Referring expression data:
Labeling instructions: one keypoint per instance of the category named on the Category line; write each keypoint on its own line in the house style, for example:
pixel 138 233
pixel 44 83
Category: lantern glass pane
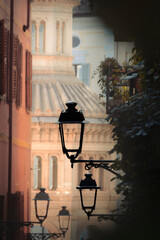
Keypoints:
pixel 42 207
pixel 88 197
pixel 72 133
pixel 64 221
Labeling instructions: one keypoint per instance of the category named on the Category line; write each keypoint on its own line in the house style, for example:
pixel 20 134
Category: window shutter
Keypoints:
pixel 15 73
pixel 55 173
pixel 85 73
pixel 3 58
pixel 35 173
pixel 50 173
pixel 28 81
pixel 19 76
pixel 8 63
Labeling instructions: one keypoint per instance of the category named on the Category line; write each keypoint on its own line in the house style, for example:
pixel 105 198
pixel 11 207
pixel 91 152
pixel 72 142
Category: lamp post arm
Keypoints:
pixel 7 228
pixel 105 164
pixel 40 236
pixel 111 217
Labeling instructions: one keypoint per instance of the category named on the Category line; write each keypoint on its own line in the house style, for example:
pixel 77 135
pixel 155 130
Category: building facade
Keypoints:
pixel 15 106
pixel 53 84
pixel 93 42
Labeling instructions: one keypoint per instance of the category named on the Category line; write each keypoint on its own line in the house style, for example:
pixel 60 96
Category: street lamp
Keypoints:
pixel 90 184
pixel 71 116
pixel 64 218
pixel 41 196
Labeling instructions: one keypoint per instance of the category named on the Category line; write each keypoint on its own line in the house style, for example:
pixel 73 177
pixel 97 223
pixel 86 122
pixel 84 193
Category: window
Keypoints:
pixel 75 41
pixel 37 172
pixel 60 37
pixel 42 37
pixel 53 172
pixel 82 71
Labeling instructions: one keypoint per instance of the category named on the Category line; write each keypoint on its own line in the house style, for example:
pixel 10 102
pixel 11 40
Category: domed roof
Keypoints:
pixel 84 9
pixel 50 93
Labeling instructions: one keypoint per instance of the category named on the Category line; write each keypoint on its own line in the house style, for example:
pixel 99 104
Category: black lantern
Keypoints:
pixel 71 116
pixel 41 213
pixel 64 217
pixel 90 184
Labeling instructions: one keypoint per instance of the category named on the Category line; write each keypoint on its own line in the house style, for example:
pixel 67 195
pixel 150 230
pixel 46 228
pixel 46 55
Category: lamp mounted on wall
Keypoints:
pixel 64 218
pixel 41 196
pixel 71 117
pixel 88 184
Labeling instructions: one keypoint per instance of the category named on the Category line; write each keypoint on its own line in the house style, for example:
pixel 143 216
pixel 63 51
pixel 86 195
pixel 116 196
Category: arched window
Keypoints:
pixel 58 37
pixel 34 37
pixel 37 172
pixel 92 169
pixel 101 177
pixel 53 172
pixel 63 37
pixel 42 37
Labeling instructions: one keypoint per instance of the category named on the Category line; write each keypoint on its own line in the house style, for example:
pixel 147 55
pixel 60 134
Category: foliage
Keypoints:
pixel 137 131
pixel 110 71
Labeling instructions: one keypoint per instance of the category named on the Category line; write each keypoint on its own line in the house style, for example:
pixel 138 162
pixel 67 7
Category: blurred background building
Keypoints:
pixel 15 106
pixel 68 44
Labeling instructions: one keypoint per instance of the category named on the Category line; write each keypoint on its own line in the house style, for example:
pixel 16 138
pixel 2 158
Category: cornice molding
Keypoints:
pixel 68 2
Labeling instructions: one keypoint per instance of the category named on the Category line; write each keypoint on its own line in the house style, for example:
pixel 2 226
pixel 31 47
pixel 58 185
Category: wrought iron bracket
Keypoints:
pixel 105 164
pixel 42 236
pixel 7 228
pixel 111 217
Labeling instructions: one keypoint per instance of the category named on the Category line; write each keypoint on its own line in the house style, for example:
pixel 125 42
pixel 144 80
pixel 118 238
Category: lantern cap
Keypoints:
pixel 42 195
pixel 64 212
pixel 71 114
pixel 88 183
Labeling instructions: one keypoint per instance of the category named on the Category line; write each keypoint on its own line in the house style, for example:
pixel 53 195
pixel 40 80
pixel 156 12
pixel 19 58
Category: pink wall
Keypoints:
pixel 20 178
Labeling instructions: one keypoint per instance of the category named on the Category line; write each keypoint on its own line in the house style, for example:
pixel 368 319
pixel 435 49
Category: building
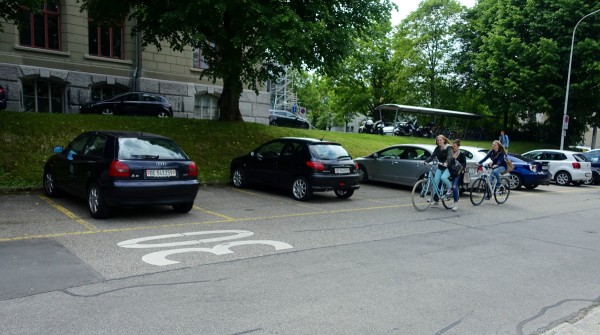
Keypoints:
pixel 62 59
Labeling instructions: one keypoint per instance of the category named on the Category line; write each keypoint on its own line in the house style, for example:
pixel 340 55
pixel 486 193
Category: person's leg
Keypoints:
pixel 455 185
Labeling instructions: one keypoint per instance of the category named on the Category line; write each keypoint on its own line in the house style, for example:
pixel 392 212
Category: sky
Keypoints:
pixel 407 6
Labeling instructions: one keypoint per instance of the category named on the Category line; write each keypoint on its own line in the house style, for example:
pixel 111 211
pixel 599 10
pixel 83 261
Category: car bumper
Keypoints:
pixel 328 182
pixel 123 193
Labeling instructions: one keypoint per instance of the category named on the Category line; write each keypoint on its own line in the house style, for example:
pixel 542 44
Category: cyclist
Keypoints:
pixel 460 157
pixel 497 154
pixel 443 154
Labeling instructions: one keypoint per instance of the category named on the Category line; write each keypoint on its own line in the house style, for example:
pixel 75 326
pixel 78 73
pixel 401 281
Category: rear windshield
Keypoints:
pixel 329 151
pixel 149 148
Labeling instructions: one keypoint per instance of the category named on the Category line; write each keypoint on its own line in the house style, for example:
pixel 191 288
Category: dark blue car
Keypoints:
pixel 527 173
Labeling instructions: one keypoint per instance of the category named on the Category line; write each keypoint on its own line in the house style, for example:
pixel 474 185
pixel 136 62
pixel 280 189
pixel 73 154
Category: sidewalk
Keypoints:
pixel 589 324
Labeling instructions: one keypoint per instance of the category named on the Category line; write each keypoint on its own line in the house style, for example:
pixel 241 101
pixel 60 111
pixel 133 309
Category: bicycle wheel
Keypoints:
pixel 502 194
pixel 448 201
pixel 478 191
pixel 422 195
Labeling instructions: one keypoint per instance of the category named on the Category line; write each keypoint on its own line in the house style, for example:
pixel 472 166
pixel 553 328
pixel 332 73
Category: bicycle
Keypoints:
pixel 424 192
pixel 482 188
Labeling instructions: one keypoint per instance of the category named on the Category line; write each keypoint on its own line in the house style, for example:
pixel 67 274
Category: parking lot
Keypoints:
pixel 489 267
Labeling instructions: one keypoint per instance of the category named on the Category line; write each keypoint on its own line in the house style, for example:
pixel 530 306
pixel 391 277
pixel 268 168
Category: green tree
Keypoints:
pixel 425 49
pixel 520 53
pixel 12 10
pixel 248 42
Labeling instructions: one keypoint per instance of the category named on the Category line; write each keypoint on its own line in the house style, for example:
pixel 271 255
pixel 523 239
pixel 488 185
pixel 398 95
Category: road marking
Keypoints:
pixel 69 214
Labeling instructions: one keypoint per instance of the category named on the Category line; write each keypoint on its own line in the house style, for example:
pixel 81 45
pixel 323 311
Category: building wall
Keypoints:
pixel 167 72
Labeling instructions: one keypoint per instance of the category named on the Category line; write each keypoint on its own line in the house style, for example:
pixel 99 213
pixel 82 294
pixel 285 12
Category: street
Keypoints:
pixel 255 261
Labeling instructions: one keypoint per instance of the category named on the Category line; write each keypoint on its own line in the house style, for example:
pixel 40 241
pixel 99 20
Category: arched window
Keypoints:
pixel 105 41
pixel 42 30
pixel 43 96
pixel 206 107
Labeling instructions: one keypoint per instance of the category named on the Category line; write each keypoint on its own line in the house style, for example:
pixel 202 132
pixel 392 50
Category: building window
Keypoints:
pixel 206 107
pixel 102 92
pixel 105 41
pixel 42 30
pixel 43 96
pixel 198 59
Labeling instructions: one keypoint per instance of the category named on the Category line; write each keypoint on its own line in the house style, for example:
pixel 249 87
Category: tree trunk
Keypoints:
pixel 229 103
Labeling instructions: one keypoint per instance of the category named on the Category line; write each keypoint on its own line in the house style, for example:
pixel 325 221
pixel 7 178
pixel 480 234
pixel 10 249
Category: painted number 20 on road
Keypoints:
pixel 159 258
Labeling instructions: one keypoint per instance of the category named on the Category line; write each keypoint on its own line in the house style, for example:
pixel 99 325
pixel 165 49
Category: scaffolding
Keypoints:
pixel 283 96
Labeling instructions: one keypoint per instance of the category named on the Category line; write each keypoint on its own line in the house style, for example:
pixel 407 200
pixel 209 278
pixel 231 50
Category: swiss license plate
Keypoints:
pixel 161 173
pixel 342 170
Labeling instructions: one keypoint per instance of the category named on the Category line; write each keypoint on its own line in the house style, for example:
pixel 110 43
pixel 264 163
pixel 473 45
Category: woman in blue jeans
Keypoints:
pixel 443 153
pixel 498 164
pixel 462 159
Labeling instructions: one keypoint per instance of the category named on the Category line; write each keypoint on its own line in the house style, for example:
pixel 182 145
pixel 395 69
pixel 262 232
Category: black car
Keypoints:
pixel 287 119
pixel 132 103
pixel 110 168
pixel 2 98
pixel 302 165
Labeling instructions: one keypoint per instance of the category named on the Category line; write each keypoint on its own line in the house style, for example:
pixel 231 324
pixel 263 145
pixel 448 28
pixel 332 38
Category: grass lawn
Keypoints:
pixel 27 140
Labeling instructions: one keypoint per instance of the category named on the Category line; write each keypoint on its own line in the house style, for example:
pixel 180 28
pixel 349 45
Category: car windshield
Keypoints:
pixel 329 151
pixel 149 148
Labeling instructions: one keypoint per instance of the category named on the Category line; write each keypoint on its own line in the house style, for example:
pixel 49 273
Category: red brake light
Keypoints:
pixel 193 169
pixel 118 169
pixel 315 165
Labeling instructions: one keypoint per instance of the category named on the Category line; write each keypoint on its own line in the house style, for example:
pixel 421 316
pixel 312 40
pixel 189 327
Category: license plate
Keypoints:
pixel 342 170
pixel 161 173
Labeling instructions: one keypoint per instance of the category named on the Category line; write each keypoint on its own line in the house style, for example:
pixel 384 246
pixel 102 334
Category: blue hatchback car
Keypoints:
pixel 527 173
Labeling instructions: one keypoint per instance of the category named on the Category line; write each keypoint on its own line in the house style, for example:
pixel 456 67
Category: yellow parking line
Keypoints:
pixel 69 214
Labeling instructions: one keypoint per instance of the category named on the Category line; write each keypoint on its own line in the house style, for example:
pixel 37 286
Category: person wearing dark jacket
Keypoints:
pixel 443 154
pixel 462 159
pixel 498 164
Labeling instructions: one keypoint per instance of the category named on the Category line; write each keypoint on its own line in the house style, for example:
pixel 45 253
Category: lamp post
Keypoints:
pixel 565 117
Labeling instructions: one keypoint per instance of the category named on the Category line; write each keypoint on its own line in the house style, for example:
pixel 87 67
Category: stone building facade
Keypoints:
pixel 62 60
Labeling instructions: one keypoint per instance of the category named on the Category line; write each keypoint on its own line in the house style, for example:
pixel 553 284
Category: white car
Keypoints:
pixel 564 166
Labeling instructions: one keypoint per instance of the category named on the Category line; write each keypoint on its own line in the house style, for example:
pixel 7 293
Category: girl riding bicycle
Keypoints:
pixel 443 153
pixel 498 164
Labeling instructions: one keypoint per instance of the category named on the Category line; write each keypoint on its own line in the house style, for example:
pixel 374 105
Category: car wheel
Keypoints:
pixel 515 181
pixel 562 178
pixel 96 203
pixel 238 178
pixel 183 208
pixel 344 194
pixel 107 111
pixel 364 176
pixel 50 185
pixel 163 114
pixel 301 189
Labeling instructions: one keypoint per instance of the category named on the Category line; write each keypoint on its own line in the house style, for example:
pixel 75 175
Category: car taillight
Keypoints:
pixel 118 169
pixel 193 169
pixel 315 165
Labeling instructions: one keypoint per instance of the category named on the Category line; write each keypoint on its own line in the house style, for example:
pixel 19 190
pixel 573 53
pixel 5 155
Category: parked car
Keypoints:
pixel 111 168
pixel 594 157
pixel 302 165
pixel 287 119
pixel 2 98
pixel 132 103
pixel 527 173
pixel 565 166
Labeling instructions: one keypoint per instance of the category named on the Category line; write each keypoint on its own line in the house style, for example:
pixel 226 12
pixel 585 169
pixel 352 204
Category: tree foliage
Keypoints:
pixel 249 42
pixel 520 54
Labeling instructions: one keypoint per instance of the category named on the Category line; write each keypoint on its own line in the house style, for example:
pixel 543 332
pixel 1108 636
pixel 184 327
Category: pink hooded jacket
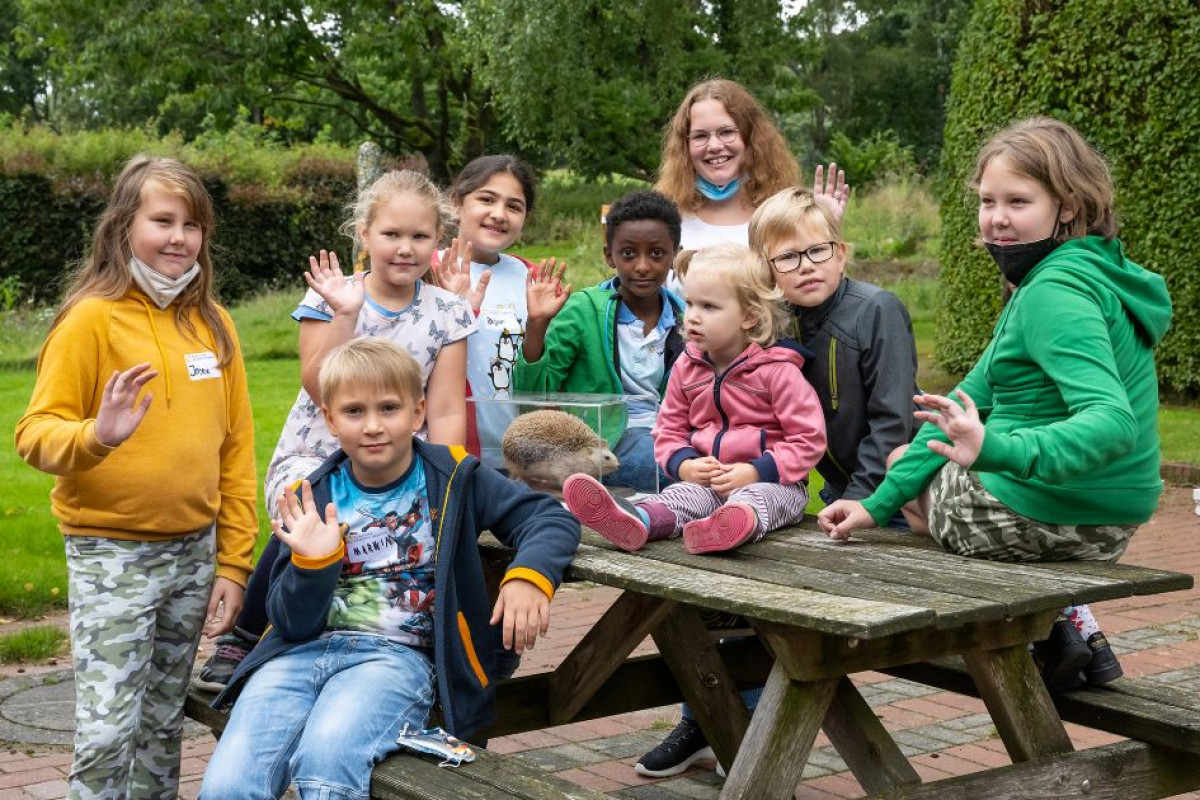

Task
Could you repeat exactly the lines above from the line with "Category: wrought iron bracket" up to and including the line with "pixel 435 49", and only those?

Expected output
Category: wrought iron bracket
Keypoints:
pixel 105 164
pixel 42 236
pixel 7 228
pixel 111 217
Labeling instructions: one keypoint per instance of the category named on the Category line; write each keypoint on its own line in the house style, for example:
pixel 125 42
pixel 144 80
pixel 118 238
Category: lantern cap
Keypoints:
pixel 42 195
pixel 64 212
pixel 71 114
pixel 88 183
Labeling instructions: one keypoint per instance of the category named on the Category line; write each keypoint on its own line in the house style, for example:
pixel 53 195
pixel 40 80
pixel 156 12
pixel 19 58
Category: pink wall
Keypoints:
pixel 20 178
Labeling instructions: one keypoint per instance of the category named on the Category line; write each keypoint on its own line in the house style, for example:
pixel 368 319
pixel 435 49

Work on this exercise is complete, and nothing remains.